Reproduza, sem qualquer alteração, o trecho do texto sobre o PS que se apresenta a seguir, abrangendo tudo o que vai de "NOTAS FINAIS" até "no essencial, igual?".

-- Texto selecionado --
▽

Estranha-se sobretudo quando o quadro vigente parece ser o de um certo ódio, intolerância e sectarismo com quem é da casa, mesmo pensando de forma diferente, contrastando com a total abertura, tolerância e integração, entre o laxismo e permissividade, com as realidades externas, os nichos eleitorais residuais e as questões que não estão no acervo das necessidades gerais ou da prossecução do bem comum. As manifestações de ódio interno de alguns, não são racionais, não são normais, nem têm nada a ver com a matriz histórica recente do PS de 1995 até aos nossos dias. Ou já se esqueceram que depois de uma contenda eleitoral dura, frontal e no tempo certo, entre António Guterres e Jorge Sampaio, a liderança vencedora soube integrar todas as sensibilidades e expressões de diversidade, levando-as para a governação, dando-lhes a experiência do exercício político governativo como protagonistas? Ou que, depois de uma inédita remoção de funções de um secretário-geral, tiveram durante mais de uma década todas as condições para desenvolver o exercício político de acordo com uma certa visão, com as vicissitudes, os resultados e as pegadas políticas que são conhecidas? É que, o tom, a intensidade e as expressões dos marcadores denunciam, para além de uma falta de memória, uma enorme intolerância tanto com o silêncio como com a palavra e a presença, como se o problema não fosse da circunstância, mas a pessoa ou uma objeção estrutural a quem pensa e age de forma diferente, em total contradição com a matriz de diversidade, de equilíbrio e de valores. Sendo um fenómeno da sociedade portuguesa, de muitas instituições, do meio mediático e das dinâmicas existentes, não faz nenhum sentido que num partido de centro-esquerda proliferem marcadores que assinalam o lugar de cada pessoa à mesa das vivências. É contrário à matriz, à história e à sociedade que queremos. Quando finalmente compreenderem o erro, já será tarde. Não será apenas a afirmação do populismo, é o posicionamento do partido e o compromisso com a democracia que foi à vida.
NOTAS FINAIS
TENTAÇÕES DE SINAL IGUAL. As tentações de Trump em sorver territórios alheios no Canadá, no Panamá e na Gronelândia são similares às doutrinas concretizadas de Putin. Como tratar de forma diferente o que é, no essencial, igual?
TENTAÇÕES DE SINAL CONTRÁRIO. A Madeira voltará a ter eleições porque o apoio do Chega ao governo de Miguel Albuquerque deixou de existir. Com contestação interna para não prosseguir como candidato do PSD, Albuquerque agarra-se ao poder, não marca eleições internas. Com contestação interna para não ser candidato do PS, Paulo Cafôfo marca eleições para que quem contesta dê um passo em frente. Os sinais contrários fazem toda a diferença democrática.
MÁ SORTE INSTRUMENTALIZAR. As instrumentalizações das realidades e das perceções dão, quase sempre, maus resultados, porque geram novos palcos de afirmação contrária. No dia seguinte a manifestações de sinal contrário, ambas proto-extremistas, uma ocorrência policial na Rua do Benformoso, em Lisboa, é pasto para a afirmação de tudo o que não se queria. Como sempre, mais do que verbalizar e exercitar ativismos que não concretizam respostas, é preciso responder às causas que fundam as consequências. Não foi feito no passado, faça-se agora.

△

Entradas do conjunto de dados:

▽

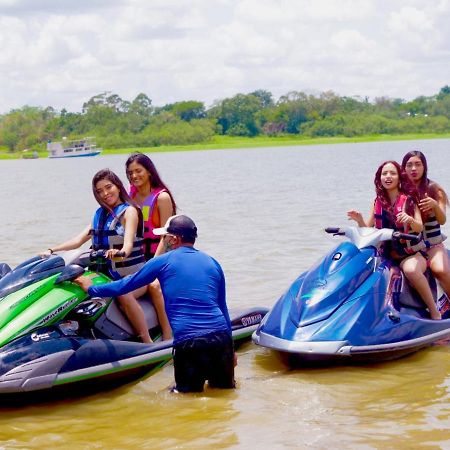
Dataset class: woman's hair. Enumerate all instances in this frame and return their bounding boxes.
[92,169,139,212]
[402,150,449,205]
[374,161,418,215]
[125,152,177,214]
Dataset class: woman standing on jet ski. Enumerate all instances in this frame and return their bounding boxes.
[402,150,450,298]
[347,161,441,320]
[125,153,177,339]
[41,169,152,343]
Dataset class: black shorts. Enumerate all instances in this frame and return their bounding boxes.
[173,331,235,392]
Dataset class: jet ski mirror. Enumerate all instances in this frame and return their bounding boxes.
[55,264,84,284]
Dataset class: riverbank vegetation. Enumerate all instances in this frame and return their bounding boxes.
[0,86,450,157]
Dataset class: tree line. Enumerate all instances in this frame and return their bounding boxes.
[0,86,450,152]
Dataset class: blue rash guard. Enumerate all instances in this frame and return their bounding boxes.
[88,246,231,344]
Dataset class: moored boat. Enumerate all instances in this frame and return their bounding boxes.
[47,137,102,158]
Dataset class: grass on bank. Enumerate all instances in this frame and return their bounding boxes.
[0,133,450,159]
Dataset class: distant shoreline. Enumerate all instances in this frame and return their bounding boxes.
[0,134,450,160]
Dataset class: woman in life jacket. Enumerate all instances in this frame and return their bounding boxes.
[41,169,153,343]
[347,161,441,320]
[402,150,450,298]
[125,153,177,340]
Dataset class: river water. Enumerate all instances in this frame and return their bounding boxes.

△

-- Resolução do exercício --
NOTAS FINAIS
TENTAÇÕES DE SINAL IGUAL. As tentações de Trump em sorver territórios alheios no Canadá, no Panamá e na Gronelândia são similares às doutrinas concretizadas de Putin. Como tratar de forma diferente o que é, no essencial, igual?